--- START ---
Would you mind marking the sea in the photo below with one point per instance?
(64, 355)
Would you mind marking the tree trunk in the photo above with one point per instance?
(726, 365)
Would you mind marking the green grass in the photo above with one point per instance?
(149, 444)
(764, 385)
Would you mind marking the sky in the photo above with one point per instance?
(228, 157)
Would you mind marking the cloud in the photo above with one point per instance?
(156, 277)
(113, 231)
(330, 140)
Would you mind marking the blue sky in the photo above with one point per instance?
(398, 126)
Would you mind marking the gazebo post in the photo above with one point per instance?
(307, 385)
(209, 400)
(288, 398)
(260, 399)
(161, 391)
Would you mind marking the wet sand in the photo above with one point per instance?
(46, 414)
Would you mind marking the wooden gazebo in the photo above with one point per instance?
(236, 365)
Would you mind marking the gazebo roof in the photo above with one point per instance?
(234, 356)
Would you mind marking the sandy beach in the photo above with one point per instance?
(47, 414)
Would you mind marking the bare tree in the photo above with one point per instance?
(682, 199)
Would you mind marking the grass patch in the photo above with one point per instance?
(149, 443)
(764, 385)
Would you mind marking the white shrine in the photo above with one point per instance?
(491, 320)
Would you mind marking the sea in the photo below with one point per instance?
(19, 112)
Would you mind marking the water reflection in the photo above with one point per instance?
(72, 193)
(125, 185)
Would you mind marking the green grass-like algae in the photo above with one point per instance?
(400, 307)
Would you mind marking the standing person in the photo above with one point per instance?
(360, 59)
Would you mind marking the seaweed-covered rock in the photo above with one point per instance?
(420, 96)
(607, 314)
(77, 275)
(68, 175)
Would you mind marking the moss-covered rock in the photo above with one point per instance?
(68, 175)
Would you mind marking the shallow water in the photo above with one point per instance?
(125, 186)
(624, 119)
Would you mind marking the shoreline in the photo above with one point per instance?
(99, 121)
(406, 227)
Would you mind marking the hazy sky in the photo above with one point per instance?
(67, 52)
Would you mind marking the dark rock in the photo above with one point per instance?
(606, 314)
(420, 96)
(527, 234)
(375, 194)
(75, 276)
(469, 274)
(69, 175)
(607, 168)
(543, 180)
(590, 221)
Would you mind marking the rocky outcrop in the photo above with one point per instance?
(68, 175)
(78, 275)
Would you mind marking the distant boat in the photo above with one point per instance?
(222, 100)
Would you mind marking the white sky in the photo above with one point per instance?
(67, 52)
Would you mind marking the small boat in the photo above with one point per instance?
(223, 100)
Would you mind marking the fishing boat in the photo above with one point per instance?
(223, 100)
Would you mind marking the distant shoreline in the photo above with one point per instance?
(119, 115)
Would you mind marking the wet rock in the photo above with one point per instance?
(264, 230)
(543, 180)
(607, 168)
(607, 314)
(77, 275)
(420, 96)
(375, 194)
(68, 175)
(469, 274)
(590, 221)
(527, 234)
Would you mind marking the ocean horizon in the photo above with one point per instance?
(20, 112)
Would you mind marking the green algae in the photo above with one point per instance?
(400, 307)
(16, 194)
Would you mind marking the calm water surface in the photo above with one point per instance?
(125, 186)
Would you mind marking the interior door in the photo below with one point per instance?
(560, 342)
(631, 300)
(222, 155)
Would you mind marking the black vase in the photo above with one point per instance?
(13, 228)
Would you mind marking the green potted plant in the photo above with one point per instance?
--- END ---
Please reproduce all of the material above word for word, leaving nothing out.

Answer to the problem:
Would you mind marking the sea in the photo below with one point per instance?
(64, 355)
Would you mind marking the tree trunk in the photo above with one point per instance?
(726, 365)
Would you mind marking the green grass in the photo above with one point per instance?
(149, 444)
(764, 385)
Would you mind marking the sky in the photo above with one point per instance?
(228, 157)
Would you mind marking the cloud in the photo above with one point per instance?
(156, 277)
(113, 231)
(330, 140)
Would you mind marking the blue sky in the photo above with one point per instance?
(398, 126)
Would you mind marking the gazebo post in the photo above with one point per instance?
(307, 385)
(209, 400)
(288, 398)
(260, 399)
(161, 391)
Would you mind marking the wet sand in the photo above with one point per instance?
(46, 414)
Would you mind marking the wooden gazebo in the photo above with one point per instance?
(236, 365)
Would you mind marking the gazebo roof in the photo above with one point per instance?
(234, 356)
Would you mind marking the sandy beach in the photo above with one point per instance?
(47, 414)
Would you mind marking the bare tree in the photo above with one point per instance?
(682, 199)
Would you mind marking the grass patch in the photo above with one point per instance?
(149, 443)
(764, 385)
Would you mind marking the white shrine in the photo above with one point per instance?
(491, 320)
Would you mind marking the sea in the photo below with one point per instance?
(19, 112)
Would you mind marking the water reflection in the photo above with one point per instance?
(72, 193)
(125, 185)
Would you mind marking the green grass-like algae in the photo above with one point per instance?
(400, 307)
Would you mind marking the standing person in the photo above with one point per instance?
(360, 59)
Would you mind marking the seaweed-covered rock in the photo above with one point per instance?
(420, 96)
(607, 314)
(77, 275)
(68, 175)
Would you mind marking the moss-covered rock in the photo above with one point per instance?
(68, 175)
Would you mind marking the shallow water in the photo above with one point per instance?
(125, 186)
(624, 119)
Would you mind marking the shoreline in the photo above with one point per instance?
(99, 121)
(406, 227)
Would you mind marking the hazy sky in the photo above with one point per instance?
(67, 52)
Would you mind marking the dark rock in the photo above with one point per instance?
(606, 314)
(420, 96)
(527, 234)
(375, 194)
(75, 276)
(469, 274)
(69, 175)
(607, 168)
(543, 180)
(590, 221)
Would you mind marking the rocky outcrop in the photo above with one point per instance?
(68, 175)
(78, 275)
Would you mind marking the distant boat in the photo above with one point per instance?
(222, 100)
Would you mind marking the white sky in the photo above with one point per instance?
(67, 52)
Would you mind marking the small boat in the photo above with one point per instance?
(223, 100)
Would you mind marking the fishing boat in the photo above with one point per instance?
(223, 100)
Would you mind marking the distant shoreline in the photo above with one point per instance?
(119, 115)
Would you mind marking the wet rock in the photo above with one point per instance?
(264, 230)
(543, 180)
(607, 168)
(607, 314)
(77, 275)
(420, 96)
(375, 194)
(68, 175)
(469, 274)
(590, 221)
(527, 234)
Would you mind marking the ocean horizon in the photo above with one point per instance?
(20, 112)
Would you mind marking the green algae in the photo above with one point per instance?
(400, 307)
(16, 194)
Would you mind marking the calm water surface in the photo above with one point per instance?
(125, 186)
Would you mind marking the interior door in the photo below with one point per instance?
(560, 342)
(631, 300)
(222, 155)
Would you mind marking the black vase in the photo above with one point per instance?
(13, 228)
Would you mind marking the green potted plant in the photo above with one point per instance?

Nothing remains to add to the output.